Request a.
In the passage about the Intel Atom C3958, what clock speed does the chip run at?

Passage shown.
---
Haveing a lot of cores makes up for some of the microarchitecture trade-offs made to keep power consumption low. Still, we see some solid performance out of this part.
Gone are the days of the “wimpy” Atom. The Atom C3958 sports a low clock speed (2.0 GHz) and does not have turbo boost, L3 cache, nor higher-end features such as AVX2/ AVX-512 support. Yet with 1MB L2 cache per core, massive IPC improvements, and 16 cores, the Intel Atom C3958 is competitive with the Xeon D and Xeon Bronze/ Silver lines in terms of performance. Although the Xeon lines are better for virtualization and general purpose compute, for most networking and storage appliances this is a very fast chip.
From a competitive side, there is a lot of talk about AMD EPYC in the market. AMD does not yet have a competitive offering in this segment since even the EPYC 7251 is a 120W TDP CPU before adding any other component to the system, or about 2x what we are seeing an entire configured Gigabyte MA10-ST0 test system pull at the outlet. Being fair, AMD Is not targeting this market with EPYC. Likewise, ARM has made lots of noise but the Intel Atom C3958 provides a solid mix of core performance and acceleration for crypto and compression. The Intel Atom C3000 series is certainly enough to hold current ARM offerings at bay for the near-term future.
---
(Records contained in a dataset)
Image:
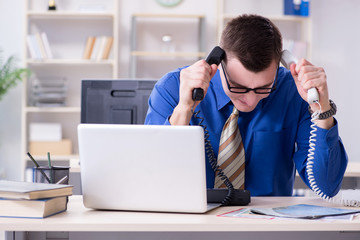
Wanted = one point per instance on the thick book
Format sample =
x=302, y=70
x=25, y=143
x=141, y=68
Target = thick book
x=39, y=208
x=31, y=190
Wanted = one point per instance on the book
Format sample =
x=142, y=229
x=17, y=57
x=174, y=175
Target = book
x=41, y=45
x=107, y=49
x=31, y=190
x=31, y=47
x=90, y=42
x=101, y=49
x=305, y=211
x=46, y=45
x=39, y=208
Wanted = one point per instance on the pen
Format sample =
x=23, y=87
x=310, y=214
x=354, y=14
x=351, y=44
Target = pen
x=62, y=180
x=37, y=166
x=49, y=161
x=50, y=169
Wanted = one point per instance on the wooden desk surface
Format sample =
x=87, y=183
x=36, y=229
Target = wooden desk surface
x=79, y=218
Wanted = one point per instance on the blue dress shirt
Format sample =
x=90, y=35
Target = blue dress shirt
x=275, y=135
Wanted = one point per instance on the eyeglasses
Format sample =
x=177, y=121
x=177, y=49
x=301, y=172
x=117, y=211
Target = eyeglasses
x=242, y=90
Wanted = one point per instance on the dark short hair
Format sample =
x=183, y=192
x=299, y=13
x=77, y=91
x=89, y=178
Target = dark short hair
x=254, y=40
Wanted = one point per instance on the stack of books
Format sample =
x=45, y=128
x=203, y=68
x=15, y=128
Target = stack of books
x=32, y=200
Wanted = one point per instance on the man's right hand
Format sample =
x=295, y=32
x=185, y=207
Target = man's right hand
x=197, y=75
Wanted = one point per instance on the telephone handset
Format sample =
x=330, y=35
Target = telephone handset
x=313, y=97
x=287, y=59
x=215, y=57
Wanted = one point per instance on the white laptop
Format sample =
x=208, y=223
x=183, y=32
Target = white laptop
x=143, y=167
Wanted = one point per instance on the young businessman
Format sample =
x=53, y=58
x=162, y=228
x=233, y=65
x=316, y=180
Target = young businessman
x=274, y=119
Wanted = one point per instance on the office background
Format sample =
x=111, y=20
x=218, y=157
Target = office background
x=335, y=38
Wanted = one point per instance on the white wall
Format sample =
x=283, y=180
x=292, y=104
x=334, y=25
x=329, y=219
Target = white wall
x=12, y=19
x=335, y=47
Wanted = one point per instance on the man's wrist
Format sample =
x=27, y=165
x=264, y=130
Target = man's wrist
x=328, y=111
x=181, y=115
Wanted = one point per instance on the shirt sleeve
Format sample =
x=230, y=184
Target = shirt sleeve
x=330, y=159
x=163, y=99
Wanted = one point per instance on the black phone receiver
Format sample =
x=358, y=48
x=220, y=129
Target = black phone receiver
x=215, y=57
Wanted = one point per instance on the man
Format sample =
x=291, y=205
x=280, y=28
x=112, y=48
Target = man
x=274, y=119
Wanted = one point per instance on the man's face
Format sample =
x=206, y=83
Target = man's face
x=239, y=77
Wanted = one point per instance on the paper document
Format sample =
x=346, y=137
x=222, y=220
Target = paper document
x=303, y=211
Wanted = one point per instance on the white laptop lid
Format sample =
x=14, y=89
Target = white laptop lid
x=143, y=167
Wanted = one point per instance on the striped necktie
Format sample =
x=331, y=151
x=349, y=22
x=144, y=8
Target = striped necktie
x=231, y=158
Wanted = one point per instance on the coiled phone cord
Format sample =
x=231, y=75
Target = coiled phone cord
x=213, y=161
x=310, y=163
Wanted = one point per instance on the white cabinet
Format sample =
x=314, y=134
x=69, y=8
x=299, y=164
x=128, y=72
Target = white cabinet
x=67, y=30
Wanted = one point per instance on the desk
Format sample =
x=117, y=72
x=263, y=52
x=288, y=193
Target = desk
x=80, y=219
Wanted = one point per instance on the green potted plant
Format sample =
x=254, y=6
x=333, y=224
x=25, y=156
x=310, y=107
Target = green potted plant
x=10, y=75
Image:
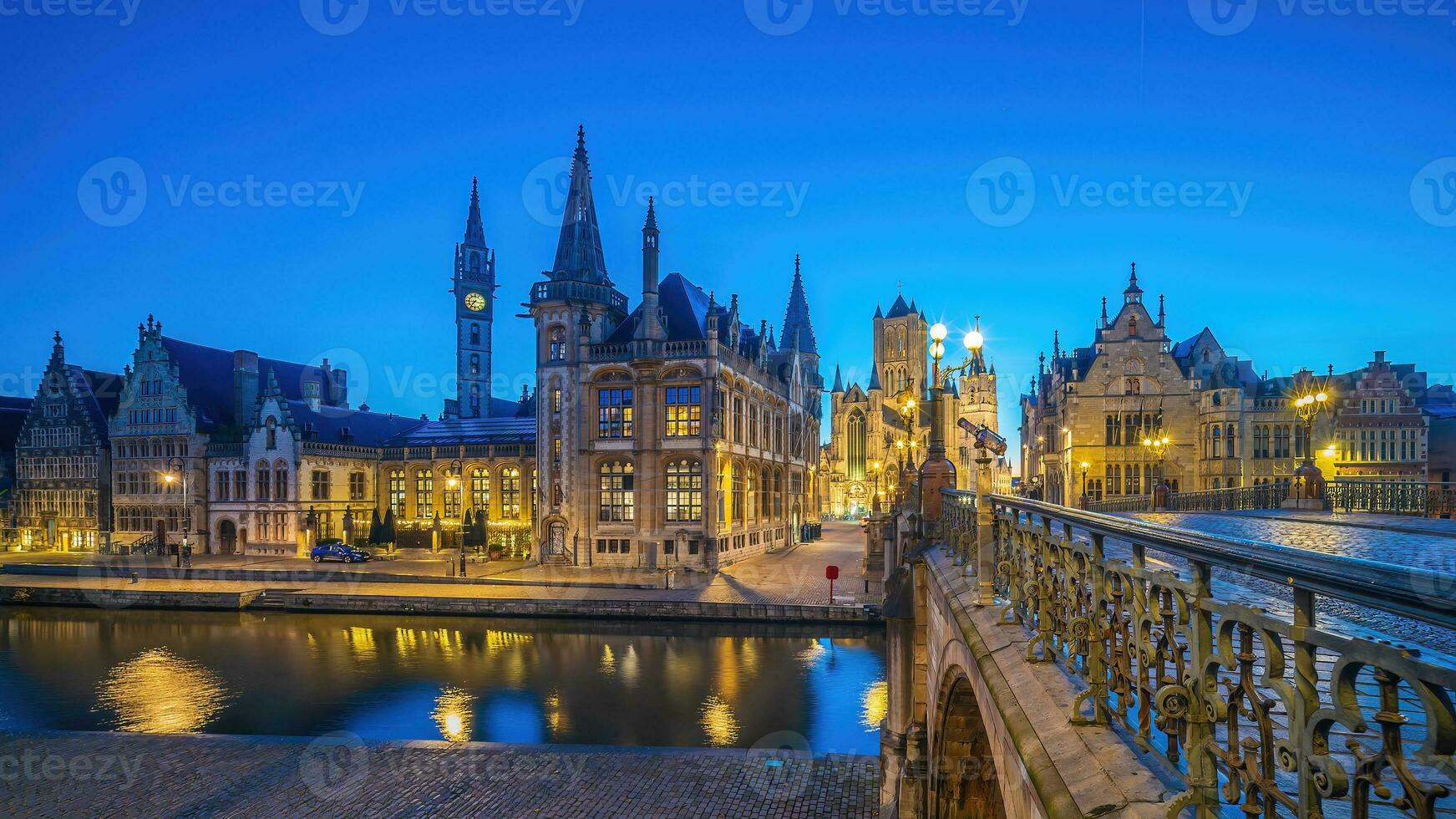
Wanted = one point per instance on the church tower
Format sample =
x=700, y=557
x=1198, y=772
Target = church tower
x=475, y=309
---
Request b.
Reproduce the records from the line containing "Wanted = one point per instance on the office" down to the line containing "x=181, y=115", both included and nothing else, keeping the requests unchanged. Scale every answer coordinate by 2.4 and round to whole numbers, with halves rounded up.

Exercise solution a.
2.0 GHz

Exercise solution b.
Wanted = one point per instance on the office background
Format sample =
x=111, y=20
x=218, y=157
Target = office background
x=804, y=91
Wanted = one point per instance on the white wall
Format sample =
x=283, y=180
x=292, y=104
x=334, y=25
x=329, y=219
Target = white wall
x=29, y=46
x=804, y=113
Wanted = one point per instance on the man's wrist
Format sample =
x=27, y=165
x=264, y=130
Target = man's wrist
x=787, y=266
x=434, y=276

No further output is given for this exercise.